| Given instruction |
Copy all the material below, exactly as it stands.

Collection entries
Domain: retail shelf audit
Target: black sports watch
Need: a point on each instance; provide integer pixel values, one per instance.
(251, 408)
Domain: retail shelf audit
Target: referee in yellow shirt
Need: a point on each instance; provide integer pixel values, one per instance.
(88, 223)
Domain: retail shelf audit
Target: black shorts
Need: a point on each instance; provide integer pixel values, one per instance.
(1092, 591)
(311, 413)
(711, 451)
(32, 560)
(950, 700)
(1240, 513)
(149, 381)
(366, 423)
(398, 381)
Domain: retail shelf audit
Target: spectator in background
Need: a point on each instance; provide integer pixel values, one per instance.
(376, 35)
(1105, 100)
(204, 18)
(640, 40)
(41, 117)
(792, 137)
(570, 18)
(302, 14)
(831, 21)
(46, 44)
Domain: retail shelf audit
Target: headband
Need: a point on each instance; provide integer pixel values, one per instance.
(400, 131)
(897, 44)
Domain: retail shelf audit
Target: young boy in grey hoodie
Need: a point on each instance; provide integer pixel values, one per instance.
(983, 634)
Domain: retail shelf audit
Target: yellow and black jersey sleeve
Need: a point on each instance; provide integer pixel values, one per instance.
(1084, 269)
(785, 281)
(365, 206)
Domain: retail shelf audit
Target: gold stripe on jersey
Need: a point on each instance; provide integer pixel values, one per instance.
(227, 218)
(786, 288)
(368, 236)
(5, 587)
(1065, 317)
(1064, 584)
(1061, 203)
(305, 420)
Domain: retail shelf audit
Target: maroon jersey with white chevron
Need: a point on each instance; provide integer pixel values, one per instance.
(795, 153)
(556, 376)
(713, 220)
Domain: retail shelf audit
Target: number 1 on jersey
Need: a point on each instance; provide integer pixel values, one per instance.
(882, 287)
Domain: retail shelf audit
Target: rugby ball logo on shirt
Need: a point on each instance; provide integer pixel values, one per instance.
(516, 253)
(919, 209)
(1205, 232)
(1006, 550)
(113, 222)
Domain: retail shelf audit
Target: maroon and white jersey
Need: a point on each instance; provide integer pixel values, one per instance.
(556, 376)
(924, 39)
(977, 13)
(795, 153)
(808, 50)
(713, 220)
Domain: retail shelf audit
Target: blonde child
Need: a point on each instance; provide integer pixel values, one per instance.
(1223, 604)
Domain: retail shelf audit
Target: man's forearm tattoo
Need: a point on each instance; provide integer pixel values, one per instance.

| Task result |
Domain: retail shelf audit
Target: black sports watch
Need: a point on each instance; provide integer pixel values, one per instance.
(251, 408)
Domain: retail shelf audit
Target: referee in yellow shirt
Need: a point on each instance; provide integer pixel values, one per instance.
(88, 223)
Domain: retail shelf audit
Target: black shorts
Need: a point on each instance; provide integer pixel values, one per instance.
(1092, 591)
(311, 413)
(711, 451)
(32, 560)
(950, 700)
(1240, 513)
(149, 381)
(366, 423)
(398, 381)
Domain: retail shelf audit
Target: spectator in background
Need: a point on each instance; provide integer pixel values, one per instance.
(376, 35)
(1105, 100)
(204, 18)
(640, 40)
(41, 117)
(792, 137)
(570, 18)
(302, 14)
(831, 21)
(46, 44)
Domain: retail shelf audit
Target: headband
Need: a point on each instance; provide integer pixel values, one per instance.
(400, 131)
(897, 44)
Domain: retail shelf audit
Target: young boy in grey hoodie
Need: a point on each instance; provide integer pixel values, one per instance.
(983, 634)
Domain: retail shelf audit
Target: yellow and black jersey sleeve
Need: a point on each instance; provide integer pixel values, one per instance.
(1084, 269)
(785, 281)
(365, 206)
Domain: retail shelf audit
Target: gold stripe on jersey
Need: a point on each instance; provide integer pixel values, one per instance.
(227, 218)
(786, 288)
(368, 236)
(5, 587)
(1065, 317)
(1064, 584)
(1061, 203)
(305, 420)
Domain: retail shelf audit
Target: maroon jersey with white chevron
Need: a point on each instance; provide integer pixel values, one per instance.
(795, 153)
(556, 376)
(713, 220)
Domain: retail shelf audit
Target: number 1 on jersey
Need: a point on each instance; provide integer pixel values, one per instance.
(882, 287)
Domain: retail shelf audit
Target: rugby ball logo on shirt
Need: a point on each instance; provide integer pixel values, one per instance.
(516, 253)
(919, 209)
(1205, 232)
(1006, 550)
(113, 222)
Domain: retail shelf audit
Target: maroon and white jersey
Need: a point on each instance; provide integer pixel values, one per instance.
(556, 376)
(924, 39)
(977, 13)
(795, 153)
(808, 50)
(713, 220)
Domain: retail shelf audit
Target: blonde child
Need: a point on each instance; provide integer pixel values, one per instance.
(1223, 604)
Domain: retail shelf audit
Target: man's forearm tattoo
Need: a point on each instance; provide integer pixel values, one per instance.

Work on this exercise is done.